_TASK GOAL_
Extract every line of the material below and reproduce it faithfully.

_Extracted records_
** begin **
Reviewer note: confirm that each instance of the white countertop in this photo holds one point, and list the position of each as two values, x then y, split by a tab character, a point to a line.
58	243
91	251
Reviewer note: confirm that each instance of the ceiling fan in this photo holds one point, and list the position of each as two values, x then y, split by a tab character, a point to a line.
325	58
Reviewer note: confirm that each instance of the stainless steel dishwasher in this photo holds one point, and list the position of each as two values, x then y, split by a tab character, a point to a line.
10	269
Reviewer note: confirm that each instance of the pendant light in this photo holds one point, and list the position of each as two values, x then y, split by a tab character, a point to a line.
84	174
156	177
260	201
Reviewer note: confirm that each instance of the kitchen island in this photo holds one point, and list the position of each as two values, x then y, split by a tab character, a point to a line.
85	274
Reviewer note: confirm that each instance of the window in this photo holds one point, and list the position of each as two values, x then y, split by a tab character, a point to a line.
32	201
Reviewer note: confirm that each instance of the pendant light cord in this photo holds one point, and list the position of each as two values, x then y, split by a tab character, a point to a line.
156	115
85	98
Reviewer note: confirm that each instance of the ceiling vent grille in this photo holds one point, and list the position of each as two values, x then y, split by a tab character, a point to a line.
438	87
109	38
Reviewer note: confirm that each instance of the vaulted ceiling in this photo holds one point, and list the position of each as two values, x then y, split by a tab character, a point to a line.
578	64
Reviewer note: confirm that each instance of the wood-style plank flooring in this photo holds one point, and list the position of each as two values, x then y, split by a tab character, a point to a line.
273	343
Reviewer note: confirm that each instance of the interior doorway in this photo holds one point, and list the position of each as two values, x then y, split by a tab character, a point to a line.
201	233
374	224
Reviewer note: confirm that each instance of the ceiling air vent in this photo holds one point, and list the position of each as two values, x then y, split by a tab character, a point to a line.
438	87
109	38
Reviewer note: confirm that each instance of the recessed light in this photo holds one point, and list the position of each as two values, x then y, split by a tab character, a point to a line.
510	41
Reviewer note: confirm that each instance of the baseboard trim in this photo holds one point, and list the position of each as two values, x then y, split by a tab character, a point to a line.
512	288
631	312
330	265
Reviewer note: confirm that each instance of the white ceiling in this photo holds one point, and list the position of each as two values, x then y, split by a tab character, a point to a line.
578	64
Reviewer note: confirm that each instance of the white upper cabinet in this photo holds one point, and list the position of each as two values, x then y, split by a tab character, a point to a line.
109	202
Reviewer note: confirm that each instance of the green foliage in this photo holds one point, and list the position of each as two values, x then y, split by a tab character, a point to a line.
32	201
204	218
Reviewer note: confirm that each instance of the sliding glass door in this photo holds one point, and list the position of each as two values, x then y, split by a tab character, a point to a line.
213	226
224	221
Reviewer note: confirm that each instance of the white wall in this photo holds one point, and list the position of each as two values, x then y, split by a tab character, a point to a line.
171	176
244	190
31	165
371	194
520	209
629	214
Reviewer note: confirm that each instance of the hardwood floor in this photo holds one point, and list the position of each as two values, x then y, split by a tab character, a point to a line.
** end **
_THE RESPONSE_
Reviewer note: confirm that each instance of the white countertop in this photo holds one point, and list the position of each as two values, x then y, split by a tab character, a point to a line.
58	243
91	251
Reviewer note: confirm that each instance of the ceiling fan in this photo holds one point, and list the position of each as two values, x then y, split by a tab character, a point to a line.
325	58
Reviewer note: confirm that each instance of the stainless steel dishwasher in this photo holds one point, and list the position of each as two values, x then y, split by a tab character, a point to a line.
10	269
Reviewer note: confirm that each instance of the pendant light in this photo holds one point, and list the position of each as two values, x then y, split by a tab character, a point to a line.
84	174
156	177
260	201
Reviewer note: confirm that each instance of the kitchen island in this photo holds one point, and list the position of each as two values, x then y, split by a tab character, a point to a line.
85	274
Reviewer note: confirm that each instance of the window in this photo holds one point, and list the position of each as two values, x then y, split by a tab character, a point to a line.
32	201
Reviewer note: confirm that each instance of the pendant light cord in this photo holds one point, and list the position of each as two values, x then y, split by a tab character, a point to a line.
156	115
85	98
Reviewer note: confirm that each instance of the ceiling vent grille in this photo holds one point, and list the position of each as two values, x then y, split by a tab character, a point to a line.
438	87
109	38
Reviewer note: confirm that each instance of the vaulted ceiling in this photo holds one point, and list the position of each as two values, x then y, split by a tab character, a point to a line.
578	64
Reviewer note: confirm that each instance of the wood-style plank flooring in this photo holds one point, and list the position of each as two values, x then y, split by a tab character, a point to a line.
273	343
Reviewer note: confirm that each instance of the interior doorway in this photo holds one point, and list the position of each as two values, x then y, split by a tab character, a point to a line.
201	233
374	224
Reviewer note: confirm that each instance of the ceiling air vent in this photo holds one point, and list the position of each as two values, x then y, split by a tab character, a point to a line.
438	87
109	38
Reviewer note: confirm that each instance of the recessed light in this photo holds one point, and list the position of each as two values, x then y, split by a tab character, a point to a line.
510	41
Reviewer note: confirm that each instance of the baseboard trim in this photo holds one point, and list the position of each as two values, x then y, split by a tab character, a point to a line.
512	288
631	312
330	265
Reviewer note: confirm that each instance of the white ceiling in this photo holds one point, and list the position of each as two values, x then y, split by a tab character, a point to a line.
578	64
Reviewer note: confirm that each instance of the white upper cabinet in this photo holds one point, and list the position of each as two values, x then y, split by a tab character, a point to a line.
109	202
Reviewer note: confirm that each instance of the green foliage in this photo holds one point, and list the position of each as two values, x then y, split by a tab character, a point to a line.
32	201
204	218
Reviewer note: confirm that each instance of the sliding glass door in this photo holds one point, and list the position of each as two values, x then y, split by a tab character, a point to a line.
213	226
224	221
Reviewer note: confirm that each instance of the white wall in this photo holds one point, and list the position of each as two values, x then y, split by a tab character, a point to a line.
171	176
244	190
31	165
371	194
520	209
629	214
Reviewer note: confirm that each instance of the hardwood floor in this photo holds one point, and list the position of each as two values, x then y, split by a tab character, a point to a line.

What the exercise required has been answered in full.